Report how many lines in the listing below contain the word "brown" with matching case. Give only the number.

## RECORDED DATA:
____________________
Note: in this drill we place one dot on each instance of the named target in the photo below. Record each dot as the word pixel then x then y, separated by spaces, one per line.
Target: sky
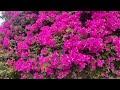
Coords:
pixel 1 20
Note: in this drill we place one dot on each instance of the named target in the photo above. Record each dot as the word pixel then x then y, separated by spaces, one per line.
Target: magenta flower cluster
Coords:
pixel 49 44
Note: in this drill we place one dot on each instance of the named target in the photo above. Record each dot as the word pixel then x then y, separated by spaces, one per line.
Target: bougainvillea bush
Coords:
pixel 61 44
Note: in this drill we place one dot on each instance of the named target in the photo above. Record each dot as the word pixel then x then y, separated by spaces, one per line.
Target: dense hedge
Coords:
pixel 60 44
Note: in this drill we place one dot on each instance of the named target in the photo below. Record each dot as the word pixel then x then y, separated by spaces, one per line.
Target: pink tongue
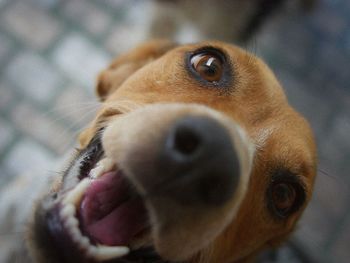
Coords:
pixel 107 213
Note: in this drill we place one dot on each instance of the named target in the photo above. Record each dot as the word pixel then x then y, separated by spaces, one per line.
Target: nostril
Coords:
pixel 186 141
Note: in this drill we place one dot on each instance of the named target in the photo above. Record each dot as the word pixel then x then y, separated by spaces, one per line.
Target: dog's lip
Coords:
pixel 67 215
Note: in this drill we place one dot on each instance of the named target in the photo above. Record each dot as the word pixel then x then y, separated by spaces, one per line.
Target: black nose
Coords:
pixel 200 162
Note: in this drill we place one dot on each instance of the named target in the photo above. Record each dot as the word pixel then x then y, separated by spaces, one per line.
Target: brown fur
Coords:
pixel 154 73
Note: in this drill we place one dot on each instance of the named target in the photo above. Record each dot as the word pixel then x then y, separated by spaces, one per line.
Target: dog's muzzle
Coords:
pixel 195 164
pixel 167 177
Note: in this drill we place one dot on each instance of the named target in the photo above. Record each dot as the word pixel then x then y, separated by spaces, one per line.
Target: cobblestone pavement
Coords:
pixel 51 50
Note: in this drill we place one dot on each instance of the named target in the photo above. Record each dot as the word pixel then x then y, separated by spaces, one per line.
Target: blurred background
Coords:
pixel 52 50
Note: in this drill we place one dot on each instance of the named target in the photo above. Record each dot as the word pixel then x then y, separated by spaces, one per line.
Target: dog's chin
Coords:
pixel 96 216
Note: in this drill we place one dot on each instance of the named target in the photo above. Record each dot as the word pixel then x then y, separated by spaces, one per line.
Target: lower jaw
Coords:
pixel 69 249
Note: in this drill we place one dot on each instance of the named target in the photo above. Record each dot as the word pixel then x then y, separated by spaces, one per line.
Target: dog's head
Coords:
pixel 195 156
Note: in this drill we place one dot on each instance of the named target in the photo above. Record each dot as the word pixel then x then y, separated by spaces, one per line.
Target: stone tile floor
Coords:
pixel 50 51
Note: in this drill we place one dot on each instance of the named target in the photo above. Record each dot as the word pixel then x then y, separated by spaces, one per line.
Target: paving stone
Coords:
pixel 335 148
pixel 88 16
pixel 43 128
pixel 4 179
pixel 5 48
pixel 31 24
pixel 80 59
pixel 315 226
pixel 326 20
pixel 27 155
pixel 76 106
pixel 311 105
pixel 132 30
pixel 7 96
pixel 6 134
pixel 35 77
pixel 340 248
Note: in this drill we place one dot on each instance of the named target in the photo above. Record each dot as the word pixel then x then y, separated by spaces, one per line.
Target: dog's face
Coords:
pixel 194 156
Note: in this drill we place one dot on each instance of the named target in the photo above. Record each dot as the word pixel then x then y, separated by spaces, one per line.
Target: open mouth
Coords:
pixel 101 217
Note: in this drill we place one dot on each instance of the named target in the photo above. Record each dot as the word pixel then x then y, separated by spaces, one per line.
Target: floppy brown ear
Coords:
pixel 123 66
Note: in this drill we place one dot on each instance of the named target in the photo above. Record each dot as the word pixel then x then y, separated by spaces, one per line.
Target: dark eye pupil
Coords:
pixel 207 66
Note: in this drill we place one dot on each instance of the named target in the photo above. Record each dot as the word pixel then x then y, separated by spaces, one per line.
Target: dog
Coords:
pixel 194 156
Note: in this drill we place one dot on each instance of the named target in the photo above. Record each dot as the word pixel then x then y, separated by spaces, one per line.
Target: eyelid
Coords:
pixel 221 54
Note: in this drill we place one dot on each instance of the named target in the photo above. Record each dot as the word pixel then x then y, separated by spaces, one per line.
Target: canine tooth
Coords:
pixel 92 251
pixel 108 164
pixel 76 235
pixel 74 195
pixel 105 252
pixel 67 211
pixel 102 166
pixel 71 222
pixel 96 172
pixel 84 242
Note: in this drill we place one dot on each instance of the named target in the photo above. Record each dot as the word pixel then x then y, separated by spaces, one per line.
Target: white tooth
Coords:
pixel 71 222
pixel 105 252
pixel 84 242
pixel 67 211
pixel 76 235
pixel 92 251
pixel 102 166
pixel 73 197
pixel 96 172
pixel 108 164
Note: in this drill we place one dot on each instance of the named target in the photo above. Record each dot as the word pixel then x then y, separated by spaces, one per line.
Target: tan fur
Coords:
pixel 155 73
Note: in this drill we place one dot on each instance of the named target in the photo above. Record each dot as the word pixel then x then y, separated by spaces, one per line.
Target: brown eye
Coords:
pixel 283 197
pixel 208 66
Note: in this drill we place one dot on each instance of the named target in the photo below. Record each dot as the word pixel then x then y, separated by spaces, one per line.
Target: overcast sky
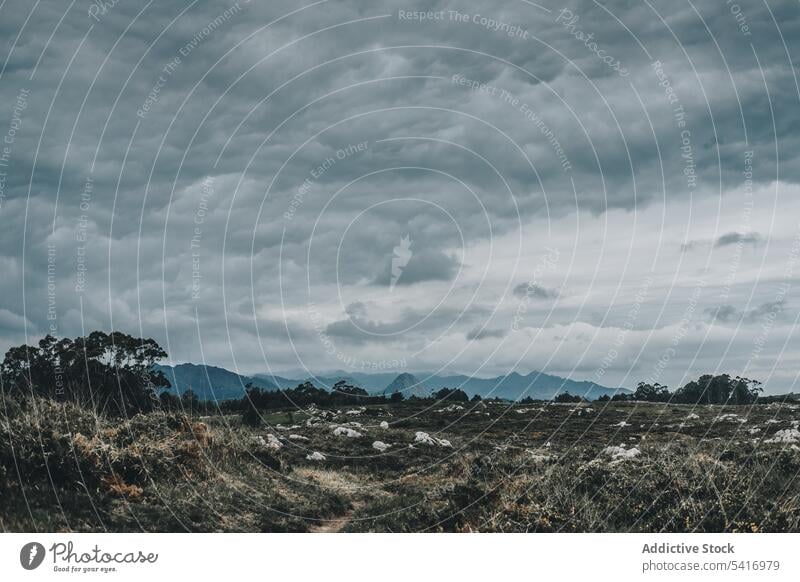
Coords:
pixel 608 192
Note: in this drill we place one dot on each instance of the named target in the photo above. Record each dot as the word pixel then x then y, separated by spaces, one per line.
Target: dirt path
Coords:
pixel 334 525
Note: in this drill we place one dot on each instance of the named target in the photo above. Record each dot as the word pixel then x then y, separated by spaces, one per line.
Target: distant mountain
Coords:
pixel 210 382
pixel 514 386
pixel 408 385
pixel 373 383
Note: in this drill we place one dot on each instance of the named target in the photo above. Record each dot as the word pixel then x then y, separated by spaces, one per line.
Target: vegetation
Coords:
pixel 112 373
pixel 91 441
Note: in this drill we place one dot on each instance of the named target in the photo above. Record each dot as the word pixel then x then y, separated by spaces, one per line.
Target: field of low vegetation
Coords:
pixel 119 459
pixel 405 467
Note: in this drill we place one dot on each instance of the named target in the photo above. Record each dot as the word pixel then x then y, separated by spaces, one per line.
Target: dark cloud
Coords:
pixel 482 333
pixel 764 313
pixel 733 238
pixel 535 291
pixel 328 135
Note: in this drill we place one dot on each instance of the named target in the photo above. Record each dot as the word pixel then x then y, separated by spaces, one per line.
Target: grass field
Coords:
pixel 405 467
____________________
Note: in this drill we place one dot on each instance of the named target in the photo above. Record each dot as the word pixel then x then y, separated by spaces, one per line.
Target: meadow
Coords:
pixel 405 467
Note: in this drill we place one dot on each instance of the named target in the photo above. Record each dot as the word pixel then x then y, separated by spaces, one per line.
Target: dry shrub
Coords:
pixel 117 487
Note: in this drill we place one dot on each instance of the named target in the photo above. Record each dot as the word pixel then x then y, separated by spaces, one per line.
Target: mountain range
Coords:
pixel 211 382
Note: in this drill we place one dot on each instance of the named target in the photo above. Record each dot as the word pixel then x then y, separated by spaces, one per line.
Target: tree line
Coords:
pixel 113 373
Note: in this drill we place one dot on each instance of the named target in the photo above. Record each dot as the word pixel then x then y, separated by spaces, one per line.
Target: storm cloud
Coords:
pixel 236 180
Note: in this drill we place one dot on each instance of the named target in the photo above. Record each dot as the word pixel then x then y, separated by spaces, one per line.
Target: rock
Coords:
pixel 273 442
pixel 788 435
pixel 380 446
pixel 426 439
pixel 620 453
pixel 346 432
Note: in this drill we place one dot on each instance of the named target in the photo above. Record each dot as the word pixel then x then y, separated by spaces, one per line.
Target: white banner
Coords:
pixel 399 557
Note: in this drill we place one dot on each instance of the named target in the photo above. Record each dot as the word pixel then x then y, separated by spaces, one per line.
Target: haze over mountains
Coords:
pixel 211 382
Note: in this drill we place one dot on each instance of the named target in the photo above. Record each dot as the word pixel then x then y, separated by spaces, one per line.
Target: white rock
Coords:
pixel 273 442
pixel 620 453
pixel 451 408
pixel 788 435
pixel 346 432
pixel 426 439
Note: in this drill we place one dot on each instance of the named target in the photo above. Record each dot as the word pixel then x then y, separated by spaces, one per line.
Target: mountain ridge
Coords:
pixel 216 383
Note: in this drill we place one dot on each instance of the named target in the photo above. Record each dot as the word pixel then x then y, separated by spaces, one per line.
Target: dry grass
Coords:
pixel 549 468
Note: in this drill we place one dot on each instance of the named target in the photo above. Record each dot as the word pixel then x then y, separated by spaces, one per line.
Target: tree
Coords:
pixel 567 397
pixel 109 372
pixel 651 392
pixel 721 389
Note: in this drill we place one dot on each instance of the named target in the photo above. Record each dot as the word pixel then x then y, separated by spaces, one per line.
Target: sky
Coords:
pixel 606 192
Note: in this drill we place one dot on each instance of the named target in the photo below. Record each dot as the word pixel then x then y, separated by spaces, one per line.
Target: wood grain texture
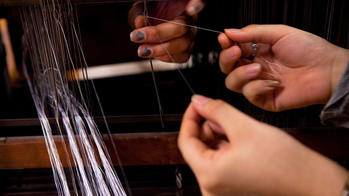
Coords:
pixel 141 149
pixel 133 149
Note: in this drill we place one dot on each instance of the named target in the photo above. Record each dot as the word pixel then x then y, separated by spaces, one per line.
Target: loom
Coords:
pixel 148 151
____________________
## EXERCISE ANSWER:
3